(Detection examples)
------------------------------

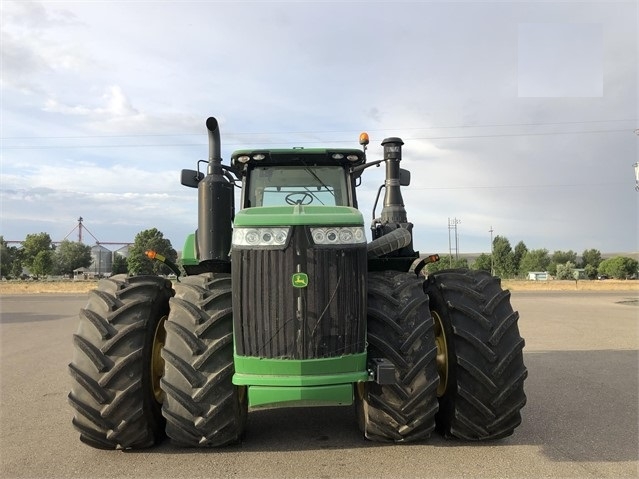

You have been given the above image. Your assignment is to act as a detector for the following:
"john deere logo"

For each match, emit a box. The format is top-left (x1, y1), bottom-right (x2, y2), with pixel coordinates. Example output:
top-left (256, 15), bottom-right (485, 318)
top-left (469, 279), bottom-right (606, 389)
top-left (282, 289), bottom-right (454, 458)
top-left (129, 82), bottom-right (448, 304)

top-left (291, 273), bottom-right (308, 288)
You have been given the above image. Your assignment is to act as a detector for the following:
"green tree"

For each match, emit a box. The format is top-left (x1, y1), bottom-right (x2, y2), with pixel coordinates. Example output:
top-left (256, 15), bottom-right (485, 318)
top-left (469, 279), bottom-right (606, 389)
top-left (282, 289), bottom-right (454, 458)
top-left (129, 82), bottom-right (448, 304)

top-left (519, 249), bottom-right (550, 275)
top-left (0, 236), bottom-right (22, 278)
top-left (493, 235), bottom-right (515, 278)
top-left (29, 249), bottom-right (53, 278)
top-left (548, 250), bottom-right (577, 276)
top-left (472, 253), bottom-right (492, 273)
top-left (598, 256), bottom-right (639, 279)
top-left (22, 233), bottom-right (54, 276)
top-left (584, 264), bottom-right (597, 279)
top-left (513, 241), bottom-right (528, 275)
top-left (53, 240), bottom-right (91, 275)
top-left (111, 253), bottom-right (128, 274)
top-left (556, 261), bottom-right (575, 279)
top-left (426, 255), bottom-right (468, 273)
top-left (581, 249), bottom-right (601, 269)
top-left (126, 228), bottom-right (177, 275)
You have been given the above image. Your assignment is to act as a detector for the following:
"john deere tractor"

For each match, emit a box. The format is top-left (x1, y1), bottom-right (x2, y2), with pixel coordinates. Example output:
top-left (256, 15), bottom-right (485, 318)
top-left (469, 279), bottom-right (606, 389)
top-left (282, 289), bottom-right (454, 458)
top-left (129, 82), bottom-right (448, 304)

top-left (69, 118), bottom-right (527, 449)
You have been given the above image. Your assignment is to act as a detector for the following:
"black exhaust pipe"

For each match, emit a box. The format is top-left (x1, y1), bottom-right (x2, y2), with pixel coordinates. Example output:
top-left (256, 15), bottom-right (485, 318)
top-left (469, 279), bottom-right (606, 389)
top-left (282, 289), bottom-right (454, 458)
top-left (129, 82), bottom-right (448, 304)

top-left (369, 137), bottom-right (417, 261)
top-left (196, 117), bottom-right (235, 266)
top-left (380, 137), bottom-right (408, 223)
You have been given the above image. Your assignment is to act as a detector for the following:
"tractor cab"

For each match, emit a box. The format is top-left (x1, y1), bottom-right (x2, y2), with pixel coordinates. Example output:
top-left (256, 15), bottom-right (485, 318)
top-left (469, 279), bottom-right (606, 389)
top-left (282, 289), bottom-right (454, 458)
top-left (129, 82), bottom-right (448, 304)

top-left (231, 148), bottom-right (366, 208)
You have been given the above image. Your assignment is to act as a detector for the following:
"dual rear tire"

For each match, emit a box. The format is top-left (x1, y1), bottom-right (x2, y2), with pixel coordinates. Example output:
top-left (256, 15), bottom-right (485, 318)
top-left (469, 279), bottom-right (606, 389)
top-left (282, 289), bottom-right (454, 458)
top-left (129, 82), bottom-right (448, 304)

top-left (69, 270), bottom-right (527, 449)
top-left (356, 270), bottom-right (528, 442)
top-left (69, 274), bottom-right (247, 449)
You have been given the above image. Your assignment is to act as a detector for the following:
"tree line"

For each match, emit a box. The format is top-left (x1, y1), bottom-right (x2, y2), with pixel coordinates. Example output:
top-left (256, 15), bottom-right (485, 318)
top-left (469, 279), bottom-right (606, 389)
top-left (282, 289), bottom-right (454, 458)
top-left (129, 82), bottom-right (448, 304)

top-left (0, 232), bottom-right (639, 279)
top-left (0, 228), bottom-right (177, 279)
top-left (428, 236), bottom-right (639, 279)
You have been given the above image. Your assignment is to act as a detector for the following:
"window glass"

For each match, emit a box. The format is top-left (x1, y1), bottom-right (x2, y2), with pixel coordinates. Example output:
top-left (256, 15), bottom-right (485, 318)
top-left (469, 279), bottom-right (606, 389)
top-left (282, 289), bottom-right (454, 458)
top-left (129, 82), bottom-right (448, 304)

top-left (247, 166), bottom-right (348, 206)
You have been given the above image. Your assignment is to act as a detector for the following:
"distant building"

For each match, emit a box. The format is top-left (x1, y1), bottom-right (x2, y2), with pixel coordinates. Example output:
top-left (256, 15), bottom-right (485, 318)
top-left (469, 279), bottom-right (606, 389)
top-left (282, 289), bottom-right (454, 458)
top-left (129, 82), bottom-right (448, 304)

------------------------------

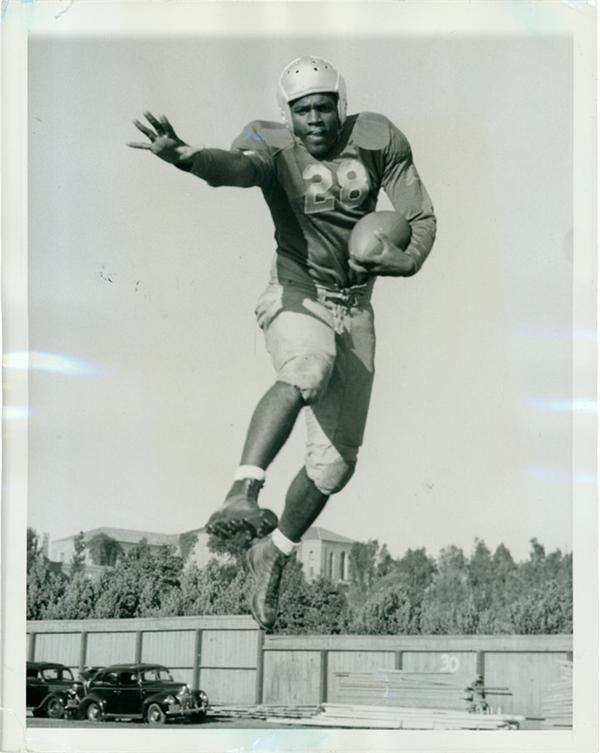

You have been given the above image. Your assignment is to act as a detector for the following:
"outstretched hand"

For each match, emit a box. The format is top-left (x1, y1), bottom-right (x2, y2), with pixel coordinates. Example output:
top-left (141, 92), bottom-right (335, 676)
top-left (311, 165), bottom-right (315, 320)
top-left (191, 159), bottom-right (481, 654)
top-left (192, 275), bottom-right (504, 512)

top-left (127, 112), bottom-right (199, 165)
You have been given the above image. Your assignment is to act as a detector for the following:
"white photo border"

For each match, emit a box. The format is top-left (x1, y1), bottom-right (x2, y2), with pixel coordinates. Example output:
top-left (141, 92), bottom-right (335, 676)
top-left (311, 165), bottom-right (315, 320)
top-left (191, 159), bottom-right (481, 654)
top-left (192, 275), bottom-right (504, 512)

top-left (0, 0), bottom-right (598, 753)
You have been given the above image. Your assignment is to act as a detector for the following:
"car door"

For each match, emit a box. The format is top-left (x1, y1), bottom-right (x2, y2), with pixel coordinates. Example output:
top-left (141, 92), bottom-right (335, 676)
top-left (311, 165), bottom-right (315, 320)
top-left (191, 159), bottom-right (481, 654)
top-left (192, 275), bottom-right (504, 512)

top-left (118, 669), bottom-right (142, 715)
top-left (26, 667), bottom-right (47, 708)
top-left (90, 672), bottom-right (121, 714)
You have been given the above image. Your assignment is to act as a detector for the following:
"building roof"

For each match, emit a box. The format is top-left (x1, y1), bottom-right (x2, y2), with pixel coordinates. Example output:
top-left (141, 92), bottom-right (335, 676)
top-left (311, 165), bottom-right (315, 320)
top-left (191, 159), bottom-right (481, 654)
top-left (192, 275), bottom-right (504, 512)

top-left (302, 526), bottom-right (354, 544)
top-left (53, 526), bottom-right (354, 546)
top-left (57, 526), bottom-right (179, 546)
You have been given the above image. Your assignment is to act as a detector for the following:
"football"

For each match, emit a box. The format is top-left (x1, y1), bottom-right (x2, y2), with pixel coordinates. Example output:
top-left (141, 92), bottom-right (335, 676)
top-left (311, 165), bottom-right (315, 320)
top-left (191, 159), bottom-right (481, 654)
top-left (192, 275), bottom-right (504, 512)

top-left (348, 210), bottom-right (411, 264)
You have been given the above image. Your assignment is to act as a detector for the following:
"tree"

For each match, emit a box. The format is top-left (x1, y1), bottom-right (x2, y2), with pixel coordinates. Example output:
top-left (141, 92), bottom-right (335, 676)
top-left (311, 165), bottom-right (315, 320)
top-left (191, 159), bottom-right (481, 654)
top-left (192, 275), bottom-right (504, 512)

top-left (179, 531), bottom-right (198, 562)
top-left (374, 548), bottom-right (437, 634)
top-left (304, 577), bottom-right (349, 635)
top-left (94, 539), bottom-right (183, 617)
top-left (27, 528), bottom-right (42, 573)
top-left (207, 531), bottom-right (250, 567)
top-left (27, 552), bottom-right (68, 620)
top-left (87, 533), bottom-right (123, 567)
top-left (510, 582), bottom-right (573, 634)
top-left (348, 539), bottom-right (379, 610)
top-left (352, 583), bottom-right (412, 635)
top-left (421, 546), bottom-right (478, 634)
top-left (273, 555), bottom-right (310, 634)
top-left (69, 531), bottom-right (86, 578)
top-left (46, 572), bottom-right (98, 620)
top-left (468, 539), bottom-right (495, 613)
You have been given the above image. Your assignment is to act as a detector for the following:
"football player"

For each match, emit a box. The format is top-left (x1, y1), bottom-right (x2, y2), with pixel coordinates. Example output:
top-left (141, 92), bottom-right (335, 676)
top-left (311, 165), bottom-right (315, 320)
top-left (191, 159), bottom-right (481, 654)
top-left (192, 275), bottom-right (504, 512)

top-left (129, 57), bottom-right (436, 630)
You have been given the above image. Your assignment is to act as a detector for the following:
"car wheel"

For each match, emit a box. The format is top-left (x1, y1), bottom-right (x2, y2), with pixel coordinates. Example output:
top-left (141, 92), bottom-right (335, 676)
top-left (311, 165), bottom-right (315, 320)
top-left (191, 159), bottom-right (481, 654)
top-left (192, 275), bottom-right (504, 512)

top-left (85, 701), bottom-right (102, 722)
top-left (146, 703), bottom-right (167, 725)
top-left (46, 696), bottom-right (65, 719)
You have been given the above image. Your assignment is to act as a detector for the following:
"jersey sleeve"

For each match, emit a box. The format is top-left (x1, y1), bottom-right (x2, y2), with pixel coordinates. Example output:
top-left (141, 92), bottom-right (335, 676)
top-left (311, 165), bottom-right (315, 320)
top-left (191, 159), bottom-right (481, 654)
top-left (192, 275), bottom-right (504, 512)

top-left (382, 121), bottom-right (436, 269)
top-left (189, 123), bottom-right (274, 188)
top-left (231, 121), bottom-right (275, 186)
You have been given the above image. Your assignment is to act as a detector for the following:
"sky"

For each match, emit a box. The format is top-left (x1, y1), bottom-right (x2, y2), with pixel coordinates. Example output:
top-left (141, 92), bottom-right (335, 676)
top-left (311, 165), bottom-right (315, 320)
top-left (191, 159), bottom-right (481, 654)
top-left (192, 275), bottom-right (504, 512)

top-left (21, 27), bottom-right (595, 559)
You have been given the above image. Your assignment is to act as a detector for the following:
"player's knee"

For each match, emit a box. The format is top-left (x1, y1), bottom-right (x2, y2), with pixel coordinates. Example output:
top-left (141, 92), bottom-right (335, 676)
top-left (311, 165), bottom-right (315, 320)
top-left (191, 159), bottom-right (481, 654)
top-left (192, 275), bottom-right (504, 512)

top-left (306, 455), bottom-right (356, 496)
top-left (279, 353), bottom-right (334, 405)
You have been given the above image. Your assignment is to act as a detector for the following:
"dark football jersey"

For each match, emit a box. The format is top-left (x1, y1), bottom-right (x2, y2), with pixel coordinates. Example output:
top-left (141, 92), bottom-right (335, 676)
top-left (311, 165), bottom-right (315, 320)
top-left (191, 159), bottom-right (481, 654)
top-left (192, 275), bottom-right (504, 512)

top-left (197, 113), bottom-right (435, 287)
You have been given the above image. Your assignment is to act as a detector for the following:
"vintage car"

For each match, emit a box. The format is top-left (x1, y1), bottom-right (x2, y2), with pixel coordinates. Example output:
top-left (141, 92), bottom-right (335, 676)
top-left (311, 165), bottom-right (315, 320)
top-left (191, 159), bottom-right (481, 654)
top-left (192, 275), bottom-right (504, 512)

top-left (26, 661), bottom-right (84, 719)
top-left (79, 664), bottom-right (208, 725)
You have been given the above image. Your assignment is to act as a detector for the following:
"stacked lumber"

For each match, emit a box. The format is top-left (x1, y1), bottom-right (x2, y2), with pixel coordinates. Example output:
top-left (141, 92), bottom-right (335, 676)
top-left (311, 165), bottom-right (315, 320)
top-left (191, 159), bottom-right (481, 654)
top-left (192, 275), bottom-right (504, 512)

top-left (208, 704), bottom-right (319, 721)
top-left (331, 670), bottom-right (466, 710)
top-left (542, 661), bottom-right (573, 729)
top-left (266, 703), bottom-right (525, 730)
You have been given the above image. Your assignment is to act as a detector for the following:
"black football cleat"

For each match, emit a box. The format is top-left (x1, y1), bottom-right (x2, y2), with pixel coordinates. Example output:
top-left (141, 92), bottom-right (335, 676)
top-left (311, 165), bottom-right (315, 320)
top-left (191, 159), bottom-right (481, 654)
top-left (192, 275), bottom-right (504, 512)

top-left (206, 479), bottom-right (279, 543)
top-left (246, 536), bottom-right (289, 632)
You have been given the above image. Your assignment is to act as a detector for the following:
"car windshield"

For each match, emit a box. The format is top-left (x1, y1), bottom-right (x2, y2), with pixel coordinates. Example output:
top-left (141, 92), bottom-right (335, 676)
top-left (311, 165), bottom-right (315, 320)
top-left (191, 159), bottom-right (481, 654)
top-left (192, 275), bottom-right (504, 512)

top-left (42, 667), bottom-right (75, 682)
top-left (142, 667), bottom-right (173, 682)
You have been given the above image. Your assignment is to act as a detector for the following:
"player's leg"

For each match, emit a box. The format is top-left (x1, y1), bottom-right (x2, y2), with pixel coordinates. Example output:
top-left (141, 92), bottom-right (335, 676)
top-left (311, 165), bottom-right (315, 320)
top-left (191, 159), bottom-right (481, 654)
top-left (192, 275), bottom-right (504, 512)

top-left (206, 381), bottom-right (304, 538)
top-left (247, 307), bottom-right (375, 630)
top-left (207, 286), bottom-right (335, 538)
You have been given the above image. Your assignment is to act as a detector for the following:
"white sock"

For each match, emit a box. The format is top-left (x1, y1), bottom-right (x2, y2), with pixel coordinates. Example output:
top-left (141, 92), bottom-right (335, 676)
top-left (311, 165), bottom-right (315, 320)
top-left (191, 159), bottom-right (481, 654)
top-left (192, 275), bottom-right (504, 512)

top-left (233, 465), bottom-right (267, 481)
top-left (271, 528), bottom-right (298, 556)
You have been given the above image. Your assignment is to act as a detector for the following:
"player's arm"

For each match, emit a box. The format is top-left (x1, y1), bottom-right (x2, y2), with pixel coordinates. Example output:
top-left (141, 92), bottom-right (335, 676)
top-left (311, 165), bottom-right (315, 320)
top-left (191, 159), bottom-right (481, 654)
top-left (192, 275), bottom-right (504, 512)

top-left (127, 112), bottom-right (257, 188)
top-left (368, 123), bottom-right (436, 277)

------------------------------

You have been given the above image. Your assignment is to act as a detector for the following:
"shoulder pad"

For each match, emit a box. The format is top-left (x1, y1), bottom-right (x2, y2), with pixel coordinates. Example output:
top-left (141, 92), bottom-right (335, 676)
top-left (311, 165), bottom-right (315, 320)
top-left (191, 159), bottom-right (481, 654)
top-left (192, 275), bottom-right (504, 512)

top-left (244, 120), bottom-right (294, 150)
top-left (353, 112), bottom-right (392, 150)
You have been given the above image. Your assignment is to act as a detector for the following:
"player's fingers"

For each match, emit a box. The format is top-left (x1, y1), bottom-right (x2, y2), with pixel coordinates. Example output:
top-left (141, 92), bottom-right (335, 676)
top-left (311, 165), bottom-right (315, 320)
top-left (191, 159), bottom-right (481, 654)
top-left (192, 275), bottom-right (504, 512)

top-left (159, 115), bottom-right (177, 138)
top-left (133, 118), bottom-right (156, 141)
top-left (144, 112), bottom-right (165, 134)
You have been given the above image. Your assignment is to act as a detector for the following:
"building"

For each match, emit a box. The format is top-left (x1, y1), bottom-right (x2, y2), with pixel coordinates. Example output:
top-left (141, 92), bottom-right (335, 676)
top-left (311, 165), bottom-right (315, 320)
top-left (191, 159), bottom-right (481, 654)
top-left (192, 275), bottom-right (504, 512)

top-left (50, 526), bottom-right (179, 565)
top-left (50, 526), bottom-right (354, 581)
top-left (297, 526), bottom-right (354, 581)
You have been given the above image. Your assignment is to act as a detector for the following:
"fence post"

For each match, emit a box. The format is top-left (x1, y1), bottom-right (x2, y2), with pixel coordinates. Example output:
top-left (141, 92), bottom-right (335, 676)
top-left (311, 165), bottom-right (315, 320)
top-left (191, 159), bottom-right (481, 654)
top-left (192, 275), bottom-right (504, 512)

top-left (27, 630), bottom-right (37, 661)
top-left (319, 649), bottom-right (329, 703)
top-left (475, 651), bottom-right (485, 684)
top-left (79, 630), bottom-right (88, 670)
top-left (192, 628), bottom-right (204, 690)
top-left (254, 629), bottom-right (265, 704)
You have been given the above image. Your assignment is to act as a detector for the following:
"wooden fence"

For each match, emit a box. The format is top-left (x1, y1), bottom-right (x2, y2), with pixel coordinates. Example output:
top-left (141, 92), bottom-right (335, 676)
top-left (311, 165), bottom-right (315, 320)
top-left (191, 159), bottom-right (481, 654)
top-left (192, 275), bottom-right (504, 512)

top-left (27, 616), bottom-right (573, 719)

------------------------------

#### [Aim of the task]
Pull out every line in the entries above that contains the word "black", and copy each one. Count a line only if its capitalization matches.

#### [Completed exercise]
"black exhaust pipe"
"black football cleat"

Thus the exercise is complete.